» To do
What must be returned is the number of lines in the records holding the word "below", with no other text.

(Saved entries)
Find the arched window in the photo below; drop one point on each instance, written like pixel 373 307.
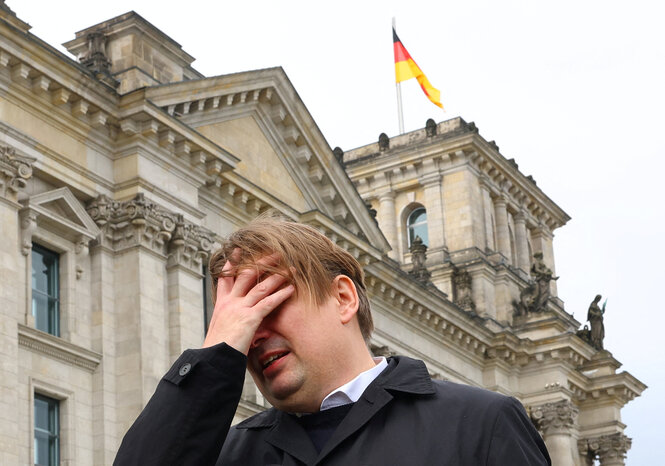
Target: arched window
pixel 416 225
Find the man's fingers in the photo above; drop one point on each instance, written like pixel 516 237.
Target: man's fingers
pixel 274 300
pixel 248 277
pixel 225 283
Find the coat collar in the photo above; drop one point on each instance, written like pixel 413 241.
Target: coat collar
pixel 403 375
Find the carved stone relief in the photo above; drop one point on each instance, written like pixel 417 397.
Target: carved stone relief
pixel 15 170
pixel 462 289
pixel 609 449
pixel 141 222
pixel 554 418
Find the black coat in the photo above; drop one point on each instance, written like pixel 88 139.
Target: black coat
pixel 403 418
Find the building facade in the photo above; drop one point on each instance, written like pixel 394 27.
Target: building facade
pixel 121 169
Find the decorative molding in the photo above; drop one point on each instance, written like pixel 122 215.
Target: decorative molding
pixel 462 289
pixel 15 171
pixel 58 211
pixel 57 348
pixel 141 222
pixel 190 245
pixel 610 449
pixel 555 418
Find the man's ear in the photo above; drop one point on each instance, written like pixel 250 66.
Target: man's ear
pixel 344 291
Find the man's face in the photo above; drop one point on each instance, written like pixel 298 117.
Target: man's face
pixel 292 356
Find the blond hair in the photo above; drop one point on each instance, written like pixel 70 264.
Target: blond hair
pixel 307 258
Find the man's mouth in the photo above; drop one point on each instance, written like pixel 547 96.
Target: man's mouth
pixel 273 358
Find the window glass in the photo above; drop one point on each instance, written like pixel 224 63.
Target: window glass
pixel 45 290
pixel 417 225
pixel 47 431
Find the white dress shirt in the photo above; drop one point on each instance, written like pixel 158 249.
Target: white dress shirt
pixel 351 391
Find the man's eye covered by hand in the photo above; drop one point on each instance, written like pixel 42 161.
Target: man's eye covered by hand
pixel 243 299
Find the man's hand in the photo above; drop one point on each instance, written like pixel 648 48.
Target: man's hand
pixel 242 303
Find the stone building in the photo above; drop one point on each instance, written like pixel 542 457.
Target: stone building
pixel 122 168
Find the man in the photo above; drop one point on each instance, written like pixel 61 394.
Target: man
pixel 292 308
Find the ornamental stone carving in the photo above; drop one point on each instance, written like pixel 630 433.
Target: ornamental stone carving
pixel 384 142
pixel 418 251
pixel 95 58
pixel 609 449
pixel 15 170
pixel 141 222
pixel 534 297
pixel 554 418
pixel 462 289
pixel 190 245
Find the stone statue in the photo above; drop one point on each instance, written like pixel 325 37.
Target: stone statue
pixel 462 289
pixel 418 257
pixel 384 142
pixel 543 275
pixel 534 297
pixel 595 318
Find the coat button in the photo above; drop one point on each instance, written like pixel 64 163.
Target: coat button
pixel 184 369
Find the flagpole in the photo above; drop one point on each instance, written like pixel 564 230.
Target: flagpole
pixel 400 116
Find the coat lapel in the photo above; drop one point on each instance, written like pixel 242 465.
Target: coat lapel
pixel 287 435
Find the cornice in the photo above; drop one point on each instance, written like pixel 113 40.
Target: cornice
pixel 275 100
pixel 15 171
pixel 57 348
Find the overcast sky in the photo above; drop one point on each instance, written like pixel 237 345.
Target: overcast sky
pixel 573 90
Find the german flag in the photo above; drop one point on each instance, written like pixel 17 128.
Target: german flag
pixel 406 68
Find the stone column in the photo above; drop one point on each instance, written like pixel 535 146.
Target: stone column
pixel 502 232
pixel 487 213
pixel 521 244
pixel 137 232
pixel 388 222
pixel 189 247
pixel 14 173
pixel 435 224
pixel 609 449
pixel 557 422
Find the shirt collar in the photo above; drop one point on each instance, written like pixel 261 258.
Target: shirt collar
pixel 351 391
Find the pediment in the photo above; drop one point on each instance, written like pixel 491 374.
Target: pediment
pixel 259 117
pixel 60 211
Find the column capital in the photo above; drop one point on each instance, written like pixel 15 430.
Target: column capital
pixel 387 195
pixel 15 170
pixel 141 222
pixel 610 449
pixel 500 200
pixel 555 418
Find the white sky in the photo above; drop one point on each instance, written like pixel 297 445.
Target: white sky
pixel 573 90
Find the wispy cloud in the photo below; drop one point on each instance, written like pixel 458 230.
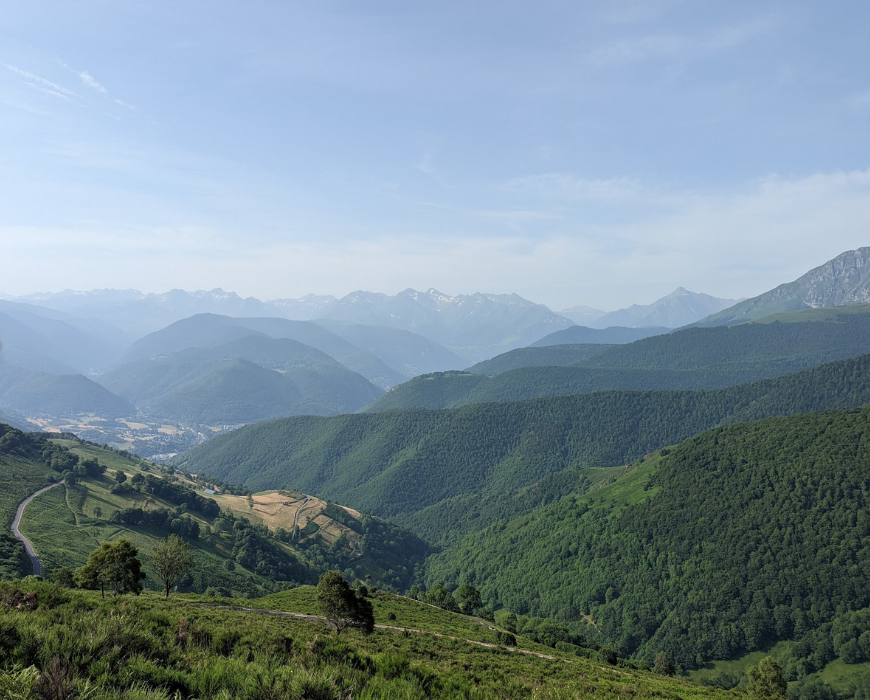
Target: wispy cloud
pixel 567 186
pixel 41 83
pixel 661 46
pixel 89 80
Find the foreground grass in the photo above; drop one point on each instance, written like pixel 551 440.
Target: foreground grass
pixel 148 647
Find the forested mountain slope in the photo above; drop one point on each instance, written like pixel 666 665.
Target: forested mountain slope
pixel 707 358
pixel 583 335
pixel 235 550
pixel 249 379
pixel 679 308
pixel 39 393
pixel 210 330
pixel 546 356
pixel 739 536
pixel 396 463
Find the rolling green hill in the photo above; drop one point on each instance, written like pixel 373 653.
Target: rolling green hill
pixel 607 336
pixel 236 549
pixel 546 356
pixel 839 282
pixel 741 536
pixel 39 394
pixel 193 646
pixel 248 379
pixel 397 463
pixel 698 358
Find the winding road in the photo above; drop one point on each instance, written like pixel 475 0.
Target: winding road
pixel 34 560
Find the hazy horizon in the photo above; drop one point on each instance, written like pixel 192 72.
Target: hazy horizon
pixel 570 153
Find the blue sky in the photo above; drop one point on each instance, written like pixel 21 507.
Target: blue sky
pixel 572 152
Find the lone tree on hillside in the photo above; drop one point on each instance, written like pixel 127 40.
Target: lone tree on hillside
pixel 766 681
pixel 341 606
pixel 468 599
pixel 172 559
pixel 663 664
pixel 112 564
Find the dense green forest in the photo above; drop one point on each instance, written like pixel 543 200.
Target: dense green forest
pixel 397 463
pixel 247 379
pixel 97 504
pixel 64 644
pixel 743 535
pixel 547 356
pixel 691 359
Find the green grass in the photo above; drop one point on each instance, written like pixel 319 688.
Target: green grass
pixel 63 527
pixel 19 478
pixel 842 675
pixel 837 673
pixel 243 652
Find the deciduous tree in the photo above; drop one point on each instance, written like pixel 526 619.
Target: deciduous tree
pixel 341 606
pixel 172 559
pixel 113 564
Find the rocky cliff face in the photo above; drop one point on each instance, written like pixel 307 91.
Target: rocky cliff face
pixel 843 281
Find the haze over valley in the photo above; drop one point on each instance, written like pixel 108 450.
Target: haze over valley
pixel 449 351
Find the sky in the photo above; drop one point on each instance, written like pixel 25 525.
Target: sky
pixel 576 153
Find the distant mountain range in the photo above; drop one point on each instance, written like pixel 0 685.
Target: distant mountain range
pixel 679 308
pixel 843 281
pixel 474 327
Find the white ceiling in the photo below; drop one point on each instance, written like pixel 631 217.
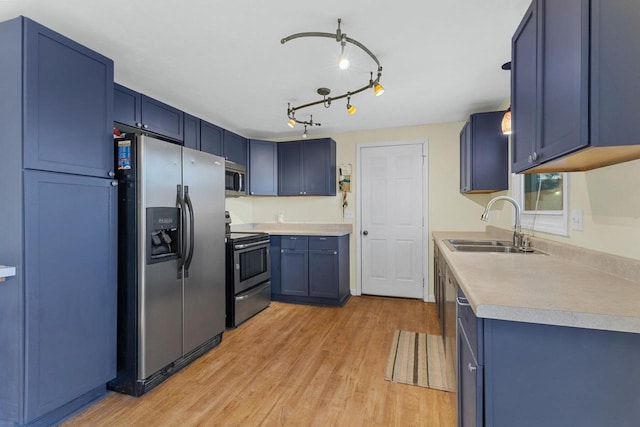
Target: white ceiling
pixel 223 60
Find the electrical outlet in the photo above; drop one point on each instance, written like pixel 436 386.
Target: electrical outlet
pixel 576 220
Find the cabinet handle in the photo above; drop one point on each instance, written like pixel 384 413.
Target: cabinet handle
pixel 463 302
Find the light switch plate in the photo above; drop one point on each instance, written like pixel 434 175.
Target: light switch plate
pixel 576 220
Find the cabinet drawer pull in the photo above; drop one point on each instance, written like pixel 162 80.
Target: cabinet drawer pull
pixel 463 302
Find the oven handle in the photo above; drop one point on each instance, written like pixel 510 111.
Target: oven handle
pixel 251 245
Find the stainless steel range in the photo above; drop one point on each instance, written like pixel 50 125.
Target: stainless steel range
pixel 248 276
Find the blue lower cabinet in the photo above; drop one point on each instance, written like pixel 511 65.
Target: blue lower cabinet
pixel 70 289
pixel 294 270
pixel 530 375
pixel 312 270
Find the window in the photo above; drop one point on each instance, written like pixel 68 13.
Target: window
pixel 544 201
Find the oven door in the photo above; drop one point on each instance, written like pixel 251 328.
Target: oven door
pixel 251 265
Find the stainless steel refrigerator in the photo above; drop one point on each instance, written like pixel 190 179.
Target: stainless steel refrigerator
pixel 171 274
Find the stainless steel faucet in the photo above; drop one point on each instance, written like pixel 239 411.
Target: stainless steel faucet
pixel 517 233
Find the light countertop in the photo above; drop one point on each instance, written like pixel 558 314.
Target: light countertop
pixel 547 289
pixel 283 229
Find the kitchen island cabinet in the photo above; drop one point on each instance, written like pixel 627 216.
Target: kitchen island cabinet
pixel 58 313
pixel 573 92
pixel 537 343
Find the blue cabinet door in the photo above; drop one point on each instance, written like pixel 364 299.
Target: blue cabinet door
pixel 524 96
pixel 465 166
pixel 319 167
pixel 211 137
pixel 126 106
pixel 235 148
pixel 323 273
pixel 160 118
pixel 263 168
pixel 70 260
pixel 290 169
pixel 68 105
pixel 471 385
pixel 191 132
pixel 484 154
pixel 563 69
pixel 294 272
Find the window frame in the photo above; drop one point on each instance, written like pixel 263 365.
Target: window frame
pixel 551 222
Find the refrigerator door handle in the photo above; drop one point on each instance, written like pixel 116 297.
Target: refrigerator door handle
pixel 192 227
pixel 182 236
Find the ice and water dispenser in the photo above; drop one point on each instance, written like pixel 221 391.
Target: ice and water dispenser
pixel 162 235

» Answer to the problem
3